Saved data entries
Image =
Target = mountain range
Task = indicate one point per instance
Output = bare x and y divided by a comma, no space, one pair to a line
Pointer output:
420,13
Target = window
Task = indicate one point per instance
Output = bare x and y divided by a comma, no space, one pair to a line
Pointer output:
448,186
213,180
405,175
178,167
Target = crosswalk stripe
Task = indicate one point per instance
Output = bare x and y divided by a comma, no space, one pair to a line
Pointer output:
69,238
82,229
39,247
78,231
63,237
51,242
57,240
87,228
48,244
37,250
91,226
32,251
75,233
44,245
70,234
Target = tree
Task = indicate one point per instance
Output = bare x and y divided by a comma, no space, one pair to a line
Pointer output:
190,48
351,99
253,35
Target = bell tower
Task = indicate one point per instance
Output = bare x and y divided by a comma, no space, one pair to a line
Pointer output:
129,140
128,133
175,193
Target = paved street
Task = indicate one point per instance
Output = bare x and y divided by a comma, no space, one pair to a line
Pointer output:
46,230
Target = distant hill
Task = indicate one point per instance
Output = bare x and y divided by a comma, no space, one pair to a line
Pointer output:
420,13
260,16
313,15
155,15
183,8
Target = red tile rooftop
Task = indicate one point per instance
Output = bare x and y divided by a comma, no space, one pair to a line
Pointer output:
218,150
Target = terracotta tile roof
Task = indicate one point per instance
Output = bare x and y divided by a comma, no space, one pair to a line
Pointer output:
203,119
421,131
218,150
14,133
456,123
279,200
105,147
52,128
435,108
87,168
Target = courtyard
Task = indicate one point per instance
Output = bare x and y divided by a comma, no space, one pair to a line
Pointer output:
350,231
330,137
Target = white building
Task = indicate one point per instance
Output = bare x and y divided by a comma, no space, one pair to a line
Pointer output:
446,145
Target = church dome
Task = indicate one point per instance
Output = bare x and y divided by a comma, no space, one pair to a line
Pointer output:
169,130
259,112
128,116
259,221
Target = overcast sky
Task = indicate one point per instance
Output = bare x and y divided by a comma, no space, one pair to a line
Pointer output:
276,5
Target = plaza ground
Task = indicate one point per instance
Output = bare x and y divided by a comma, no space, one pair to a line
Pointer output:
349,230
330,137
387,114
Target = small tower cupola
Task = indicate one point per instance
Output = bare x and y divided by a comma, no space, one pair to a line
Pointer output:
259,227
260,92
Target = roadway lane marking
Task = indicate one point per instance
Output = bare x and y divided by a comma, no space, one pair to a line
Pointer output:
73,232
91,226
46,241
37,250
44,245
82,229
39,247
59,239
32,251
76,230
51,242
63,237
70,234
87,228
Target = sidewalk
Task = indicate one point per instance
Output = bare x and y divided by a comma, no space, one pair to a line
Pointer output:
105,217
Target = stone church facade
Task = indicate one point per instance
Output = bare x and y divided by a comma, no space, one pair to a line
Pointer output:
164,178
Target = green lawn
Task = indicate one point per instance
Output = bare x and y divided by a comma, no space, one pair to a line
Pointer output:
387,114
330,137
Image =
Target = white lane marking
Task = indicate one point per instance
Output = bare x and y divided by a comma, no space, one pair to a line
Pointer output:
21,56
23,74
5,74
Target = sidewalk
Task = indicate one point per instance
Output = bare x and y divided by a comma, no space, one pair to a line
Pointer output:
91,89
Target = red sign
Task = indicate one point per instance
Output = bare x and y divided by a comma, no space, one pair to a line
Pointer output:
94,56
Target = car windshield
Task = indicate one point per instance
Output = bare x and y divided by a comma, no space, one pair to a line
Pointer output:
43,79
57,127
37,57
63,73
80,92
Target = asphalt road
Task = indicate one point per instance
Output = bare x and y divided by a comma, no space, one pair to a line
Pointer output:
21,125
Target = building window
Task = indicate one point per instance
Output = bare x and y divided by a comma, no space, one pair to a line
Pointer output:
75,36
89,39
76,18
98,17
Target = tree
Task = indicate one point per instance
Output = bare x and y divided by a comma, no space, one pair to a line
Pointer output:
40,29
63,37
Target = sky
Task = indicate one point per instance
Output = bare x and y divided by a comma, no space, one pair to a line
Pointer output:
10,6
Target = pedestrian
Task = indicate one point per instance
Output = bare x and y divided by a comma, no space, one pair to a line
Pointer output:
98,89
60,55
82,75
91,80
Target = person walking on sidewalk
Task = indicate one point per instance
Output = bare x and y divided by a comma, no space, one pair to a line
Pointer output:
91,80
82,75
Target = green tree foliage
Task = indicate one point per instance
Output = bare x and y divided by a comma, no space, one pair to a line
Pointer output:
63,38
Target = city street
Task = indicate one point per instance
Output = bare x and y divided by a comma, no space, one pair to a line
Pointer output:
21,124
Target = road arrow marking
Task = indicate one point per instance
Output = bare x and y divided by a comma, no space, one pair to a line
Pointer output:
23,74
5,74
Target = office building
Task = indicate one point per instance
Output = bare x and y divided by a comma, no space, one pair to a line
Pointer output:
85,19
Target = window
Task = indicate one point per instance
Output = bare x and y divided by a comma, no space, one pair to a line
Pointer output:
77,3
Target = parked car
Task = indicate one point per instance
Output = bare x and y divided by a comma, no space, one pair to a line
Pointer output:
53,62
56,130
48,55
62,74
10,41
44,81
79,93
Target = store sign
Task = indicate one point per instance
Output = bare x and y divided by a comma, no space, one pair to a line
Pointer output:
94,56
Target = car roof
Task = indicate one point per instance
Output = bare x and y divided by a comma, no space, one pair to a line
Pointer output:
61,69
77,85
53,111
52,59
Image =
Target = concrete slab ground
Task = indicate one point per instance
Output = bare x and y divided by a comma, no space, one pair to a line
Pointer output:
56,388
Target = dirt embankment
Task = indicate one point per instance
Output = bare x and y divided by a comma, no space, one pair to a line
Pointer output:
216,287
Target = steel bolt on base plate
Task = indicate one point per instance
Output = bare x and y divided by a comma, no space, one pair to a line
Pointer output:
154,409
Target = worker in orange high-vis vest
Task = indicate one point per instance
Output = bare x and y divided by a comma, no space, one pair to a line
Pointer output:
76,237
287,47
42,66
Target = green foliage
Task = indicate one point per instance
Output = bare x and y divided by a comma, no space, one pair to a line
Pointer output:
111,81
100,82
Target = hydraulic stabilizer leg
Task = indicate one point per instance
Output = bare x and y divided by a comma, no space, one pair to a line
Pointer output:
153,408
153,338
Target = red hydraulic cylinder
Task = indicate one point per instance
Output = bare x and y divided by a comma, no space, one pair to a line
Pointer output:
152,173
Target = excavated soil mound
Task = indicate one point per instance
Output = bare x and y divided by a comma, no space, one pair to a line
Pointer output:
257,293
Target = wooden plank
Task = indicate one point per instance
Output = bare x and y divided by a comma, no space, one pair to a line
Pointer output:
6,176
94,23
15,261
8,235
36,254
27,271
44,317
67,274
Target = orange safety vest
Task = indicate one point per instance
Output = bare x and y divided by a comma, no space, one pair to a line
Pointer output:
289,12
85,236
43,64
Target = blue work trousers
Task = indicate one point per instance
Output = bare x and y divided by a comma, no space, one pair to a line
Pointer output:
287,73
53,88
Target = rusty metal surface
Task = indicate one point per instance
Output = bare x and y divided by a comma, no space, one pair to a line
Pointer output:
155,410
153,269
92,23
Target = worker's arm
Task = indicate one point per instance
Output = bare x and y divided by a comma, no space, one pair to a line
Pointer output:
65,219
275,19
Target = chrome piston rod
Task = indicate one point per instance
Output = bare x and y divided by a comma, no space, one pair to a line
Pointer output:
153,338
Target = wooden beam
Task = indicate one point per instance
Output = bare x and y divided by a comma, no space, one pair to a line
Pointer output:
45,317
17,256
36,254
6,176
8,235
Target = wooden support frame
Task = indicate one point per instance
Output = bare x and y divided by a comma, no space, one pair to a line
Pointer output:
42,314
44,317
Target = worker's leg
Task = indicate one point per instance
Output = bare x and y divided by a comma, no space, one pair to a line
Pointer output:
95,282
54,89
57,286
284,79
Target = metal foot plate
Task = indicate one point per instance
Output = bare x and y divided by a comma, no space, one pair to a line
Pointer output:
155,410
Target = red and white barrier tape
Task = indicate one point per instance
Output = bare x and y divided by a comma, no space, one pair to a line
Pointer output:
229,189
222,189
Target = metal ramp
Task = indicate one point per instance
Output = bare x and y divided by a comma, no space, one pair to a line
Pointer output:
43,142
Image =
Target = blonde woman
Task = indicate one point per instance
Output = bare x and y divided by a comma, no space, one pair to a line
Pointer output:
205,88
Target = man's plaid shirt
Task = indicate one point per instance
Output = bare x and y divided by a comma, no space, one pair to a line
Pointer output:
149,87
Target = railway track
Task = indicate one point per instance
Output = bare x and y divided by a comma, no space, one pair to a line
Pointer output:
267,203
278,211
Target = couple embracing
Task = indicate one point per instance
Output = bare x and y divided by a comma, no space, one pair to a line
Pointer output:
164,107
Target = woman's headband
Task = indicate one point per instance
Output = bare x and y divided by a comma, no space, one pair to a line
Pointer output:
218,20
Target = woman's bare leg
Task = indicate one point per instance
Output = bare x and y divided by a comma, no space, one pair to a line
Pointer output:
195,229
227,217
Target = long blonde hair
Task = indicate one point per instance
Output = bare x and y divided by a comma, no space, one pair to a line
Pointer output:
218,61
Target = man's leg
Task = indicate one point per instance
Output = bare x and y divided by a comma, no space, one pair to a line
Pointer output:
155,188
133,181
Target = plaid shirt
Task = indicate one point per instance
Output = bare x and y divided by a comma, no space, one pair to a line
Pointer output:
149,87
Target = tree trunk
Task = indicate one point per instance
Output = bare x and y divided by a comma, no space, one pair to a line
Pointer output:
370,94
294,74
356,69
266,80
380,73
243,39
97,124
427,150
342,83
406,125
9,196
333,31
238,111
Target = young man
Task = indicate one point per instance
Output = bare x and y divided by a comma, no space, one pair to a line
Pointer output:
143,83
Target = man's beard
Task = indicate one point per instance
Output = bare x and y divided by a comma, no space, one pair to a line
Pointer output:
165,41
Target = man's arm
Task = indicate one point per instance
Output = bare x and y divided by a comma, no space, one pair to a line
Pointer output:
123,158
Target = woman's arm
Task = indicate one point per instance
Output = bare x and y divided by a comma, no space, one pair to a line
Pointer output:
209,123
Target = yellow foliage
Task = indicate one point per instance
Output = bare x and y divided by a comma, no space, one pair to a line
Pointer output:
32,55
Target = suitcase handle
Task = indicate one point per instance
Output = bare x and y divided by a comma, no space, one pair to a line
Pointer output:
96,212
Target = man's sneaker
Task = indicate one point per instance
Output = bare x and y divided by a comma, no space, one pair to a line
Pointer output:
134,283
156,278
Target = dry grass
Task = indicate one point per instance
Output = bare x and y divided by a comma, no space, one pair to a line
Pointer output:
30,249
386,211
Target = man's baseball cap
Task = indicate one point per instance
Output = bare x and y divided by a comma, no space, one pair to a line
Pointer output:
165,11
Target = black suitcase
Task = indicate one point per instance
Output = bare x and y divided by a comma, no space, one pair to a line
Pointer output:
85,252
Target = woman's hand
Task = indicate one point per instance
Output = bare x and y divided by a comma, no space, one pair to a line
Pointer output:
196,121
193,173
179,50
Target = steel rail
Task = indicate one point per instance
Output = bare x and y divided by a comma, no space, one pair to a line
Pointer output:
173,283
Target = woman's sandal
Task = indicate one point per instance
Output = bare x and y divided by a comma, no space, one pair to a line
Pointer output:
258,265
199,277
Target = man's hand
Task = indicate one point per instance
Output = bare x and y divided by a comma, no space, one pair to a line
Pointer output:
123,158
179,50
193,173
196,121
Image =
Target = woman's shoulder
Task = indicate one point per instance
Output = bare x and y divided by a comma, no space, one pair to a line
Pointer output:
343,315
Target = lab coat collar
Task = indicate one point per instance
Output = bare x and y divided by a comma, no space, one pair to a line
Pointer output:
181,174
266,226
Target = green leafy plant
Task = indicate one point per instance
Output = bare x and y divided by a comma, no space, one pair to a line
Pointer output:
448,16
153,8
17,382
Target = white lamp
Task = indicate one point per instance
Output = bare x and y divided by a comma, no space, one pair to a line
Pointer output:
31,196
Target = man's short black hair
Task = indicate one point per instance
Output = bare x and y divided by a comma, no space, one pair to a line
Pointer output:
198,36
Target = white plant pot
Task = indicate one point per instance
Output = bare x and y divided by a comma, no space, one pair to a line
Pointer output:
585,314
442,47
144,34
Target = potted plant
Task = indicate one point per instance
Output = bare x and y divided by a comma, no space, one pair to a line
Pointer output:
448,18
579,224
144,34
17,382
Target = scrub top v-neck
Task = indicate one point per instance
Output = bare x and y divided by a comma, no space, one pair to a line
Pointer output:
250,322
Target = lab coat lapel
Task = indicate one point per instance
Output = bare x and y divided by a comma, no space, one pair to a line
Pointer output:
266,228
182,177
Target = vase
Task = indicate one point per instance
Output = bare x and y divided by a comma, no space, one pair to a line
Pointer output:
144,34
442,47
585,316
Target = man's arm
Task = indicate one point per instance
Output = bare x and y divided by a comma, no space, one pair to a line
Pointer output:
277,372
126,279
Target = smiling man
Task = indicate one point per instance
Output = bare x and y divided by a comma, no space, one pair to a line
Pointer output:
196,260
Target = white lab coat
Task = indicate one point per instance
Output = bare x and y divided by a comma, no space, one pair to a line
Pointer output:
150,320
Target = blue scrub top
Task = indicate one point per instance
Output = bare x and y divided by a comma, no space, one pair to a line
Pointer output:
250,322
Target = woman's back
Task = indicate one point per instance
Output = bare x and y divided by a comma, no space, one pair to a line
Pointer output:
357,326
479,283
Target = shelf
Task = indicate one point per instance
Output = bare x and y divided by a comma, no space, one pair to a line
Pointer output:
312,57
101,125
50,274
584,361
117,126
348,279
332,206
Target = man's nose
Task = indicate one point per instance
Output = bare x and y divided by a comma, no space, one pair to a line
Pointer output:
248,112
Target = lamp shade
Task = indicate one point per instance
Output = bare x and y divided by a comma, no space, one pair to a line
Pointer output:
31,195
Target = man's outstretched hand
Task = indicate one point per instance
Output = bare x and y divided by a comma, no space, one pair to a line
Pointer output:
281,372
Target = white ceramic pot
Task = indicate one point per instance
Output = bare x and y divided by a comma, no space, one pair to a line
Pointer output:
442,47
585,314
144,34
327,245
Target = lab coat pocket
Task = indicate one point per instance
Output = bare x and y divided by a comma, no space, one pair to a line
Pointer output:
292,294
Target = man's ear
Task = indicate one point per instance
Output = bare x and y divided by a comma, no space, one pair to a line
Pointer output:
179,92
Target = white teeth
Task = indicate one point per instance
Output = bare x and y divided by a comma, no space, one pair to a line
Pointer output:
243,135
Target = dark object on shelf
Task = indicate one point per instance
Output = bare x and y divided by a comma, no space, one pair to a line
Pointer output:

→ Instructions for the task:
Reproduce the lines from the line with "Target = man's ear" through the end of the records, requests included, shifting each x and y coordinate in the answers by adding 73.

→ Exercise response:
Target = man's ear
Task = indicate one point per instance
Output = bare x and y divided by a comma, no space, one pair to a line
Pointer output:
252,165
Target = white teeth
Task = indicate one point per instance
Output = bare x and y divided by a comma, no space, one pair to a line
Pointer output:
316,208
Target = dark object on shelf
Task = indicate one point per instance
Output = bare x and y divided by a comma, no space, one pair to a line
Pointer output:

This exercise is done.